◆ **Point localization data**
======

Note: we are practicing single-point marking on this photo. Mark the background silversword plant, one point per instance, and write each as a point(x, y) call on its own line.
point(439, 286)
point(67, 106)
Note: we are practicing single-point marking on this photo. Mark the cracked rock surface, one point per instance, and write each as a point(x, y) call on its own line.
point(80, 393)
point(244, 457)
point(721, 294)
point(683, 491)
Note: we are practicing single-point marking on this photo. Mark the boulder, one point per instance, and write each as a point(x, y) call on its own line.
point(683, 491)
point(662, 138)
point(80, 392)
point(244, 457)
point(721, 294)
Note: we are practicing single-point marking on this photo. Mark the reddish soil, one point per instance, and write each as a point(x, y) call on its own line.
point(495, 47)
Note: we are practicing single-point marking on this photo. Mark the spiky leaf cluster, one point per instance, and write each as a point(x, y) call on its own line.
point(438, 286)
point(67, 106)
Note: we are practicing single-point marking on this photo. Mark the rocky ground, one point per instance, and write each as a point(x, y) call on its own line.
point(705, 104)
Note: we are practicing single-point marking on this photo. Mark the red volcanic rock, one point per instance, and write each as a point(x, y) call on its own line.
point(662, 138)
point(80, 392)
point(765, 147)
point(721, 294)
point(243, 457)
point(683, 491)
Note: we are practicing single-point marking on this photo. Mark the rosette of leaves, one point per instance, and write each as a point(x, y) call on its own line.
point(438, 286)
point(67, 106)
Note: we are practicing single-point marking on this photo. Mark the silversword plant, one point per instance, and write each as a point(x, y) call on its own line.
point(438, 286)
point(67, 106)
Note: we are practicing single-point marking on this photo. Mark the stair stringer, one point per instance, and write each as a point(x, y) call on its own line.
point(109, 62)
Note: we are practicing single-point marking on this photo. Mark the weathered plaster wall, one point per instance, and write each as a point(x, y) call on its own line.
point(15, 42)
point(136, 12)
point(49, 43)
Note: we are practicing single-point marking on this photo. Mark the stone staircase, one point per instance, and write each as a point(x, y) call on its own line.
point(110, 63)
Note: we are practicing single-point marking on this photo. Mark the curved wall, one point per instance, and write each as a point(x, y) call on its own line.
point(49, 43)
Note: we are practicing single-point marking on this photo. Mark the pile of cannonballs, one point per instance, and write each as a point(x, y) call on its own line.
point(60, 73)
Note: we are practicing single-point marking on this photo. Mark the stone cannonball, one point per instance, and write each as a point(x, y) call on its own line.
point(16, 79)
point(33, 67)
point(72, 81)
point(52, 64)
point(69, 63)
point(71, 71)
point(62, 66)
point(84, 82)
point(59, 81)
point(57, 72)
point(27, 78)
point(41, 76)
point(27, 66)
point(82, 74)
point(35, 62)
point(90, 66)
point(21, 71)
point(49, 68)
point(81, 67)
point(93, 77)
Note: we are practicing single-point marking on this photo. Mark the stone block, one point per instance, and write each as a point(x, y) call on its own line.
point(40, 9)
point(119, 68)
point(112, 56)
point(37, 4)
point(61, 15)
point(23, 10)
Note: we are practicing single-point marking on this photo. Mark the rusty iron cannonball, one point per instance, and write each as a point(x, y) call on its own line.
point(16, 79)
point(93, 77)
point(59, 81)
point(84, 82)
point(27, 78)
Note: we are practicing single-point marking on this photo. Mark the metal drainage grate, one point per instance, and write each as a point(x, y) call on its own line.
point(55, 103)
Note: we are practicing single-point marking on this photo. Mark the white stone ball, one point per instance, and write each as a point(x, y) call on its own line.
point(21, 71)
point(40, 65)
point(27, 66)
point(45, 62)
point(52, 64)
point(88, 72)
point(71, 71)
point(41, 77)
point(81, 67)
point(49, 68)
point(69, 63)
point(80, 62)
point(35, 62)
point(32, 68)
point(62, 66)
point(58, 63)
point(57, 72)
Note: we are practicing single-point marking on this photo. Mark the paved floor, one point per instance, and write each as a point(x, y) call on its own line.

======

◆ **Task requirements**
A verbatim repeat of all the entries above is the required answer.

◆ **Solved problem**
Note: we are practicing single-point marking on this photo. Mark the background silversword plant, one point per instance, and write each as a point(x, y) call on its own line.
point(439, 286)
point(67, 106)
Note: we are practicing single-point marking on this photo. Mark the cracked rock surface, one point per instance, and write each as a point(x, y) call on its own line.
point(80, 393)
point(244, 457)
point(721, 294)
point(683, 491)
Note: we are practicing single-point marking on this photo. Mark the boulder, one point per instance, and write each as a point(x, y) call on its own line.
point(683, 491)
point(662, 138)
point(80, 392)
point(244, 457)
point(721, 294)
Note: we are practicing single-point marking on this photo. Mark the reddish soil, one point per instance, and write each as a point(x, y) call on its own line.
point(495, 47)
Note: we are practicing single-point marking on this photo. Mark the spiky leaf cluster, one point per instance, and write each as a point(x, y) call on its own line.
point(438, 286)
point(67, 106)
Note: we are practicing single-point marking on this photo. Mark the rocky ground, one point per instance, and write each as a point(x, y) call on its own line.
point(705, 104)
Note: we are practicing single-point marking on this photo. Mark the red volcanic rock, one point per instance, and write each as a point(x, y) call on its own line.
point(662, 138)
point(80, 392)
point(765, 147)
point(721, 294)
point(243, 457)
point(683, 491)
Note: we are practicing single-point marking on this photo. Mark the rosette of leaves, one point per instance, and write each as a point(x, y) call on its own line.
point(438, 286)
point(67, 106)
Note: we are practicing single-point marking on this photo. Mark the silversword plant, one point per instance, and write each as a point(x, y) call on its own line.
point(438, 286)
point(67, 106)
Note: we are practicing single-point marking on this photo. Mark the stair stringer, one point per instance, and write each as a point(x, y) call on its own line.
point(109, 62)
Note: we are practicing single-point marking on this photo. Mark the weathered plaster wall, one point per instance, and write each as a point(x, y) call on its own line.
point(15, 42)
point(136, 12)
point(49, 43)
Note: we are practicing single-point marking on this photo. Mark the stone staircase, one point per instance, and write each as a point(x, y) call on its own line.
point(110, 63)
Note: we are practicing single-point marking on this photo. Mark the curved wall, one point per instance, and write each as a point(x, y) call on its own line.
point(49, 43)
Note: we are practicing single-point marking on this photo. Mark the pile of cannonballs, one point per instance, and write each as a point(x, y) call on its own line.
point(60, 73)
Note: we are practicing single-point marking on this photo. Mark the stone cannonball, one point per instance, and write each as a point(x, y) call on its own line.
point(16, 79)
point(33, 67)
point(72, 81)
point(52, 64)
point(69, 63)
point(71, 71)
point(62, 66)
point(84, 82)
point(59, 81)
point(57, 72)
point(27, 78)
point(41, 76)
point(27, 66)
point(82, 74)
point(35, 62)
point(90, 66)
point(21, 71)
point(49, 68)
point(81, 67)
point(93, 77)
Note: we are practicing single-point marking on this photo. Mark the stone block, one point per instance, and write each as a point(x, y) call on its own line.
point(40, 9)
point(119, 68)
point(112, 56)
point(37, 4)
point(61, 15)
point(23, 10)
Note: we are practicing single-point marking on this photo. Mark the rusty iron cannonball, one point per instance, and write each as a point(x, y) call on its own line.
point(16, 79)
point(93, 77)
point(59, 81)
point(84, 82)
point(27, 78)
Note: we are practicing single-point marking on this photo. Mark the metal drainage grate, one point per instance, and write each as a point(x, y) call on its own line.
point(55, 103)
Note: we are practicing single-point marking on this photo. Mark the white stone ball, one point per instance, and write each as a point(x, y) call on its own line.
point(21, 71)
point(40, 65)
point(27, 66)
point(45, 62)
point(52, 64)
point(88, 72)
point(71, 71)
point(41, 77)
point(81, 67)
point(49, 68)
point(69, 63)
point(80, 62)
point(35, 62)
point(32, 68)
point(62, 66)
point(58, 63)
point(57, 72)
Note: we are practicing single-point marking on this photo. Mark the paved floor, one point per instance, and write each as a point(x, y) call on its own line.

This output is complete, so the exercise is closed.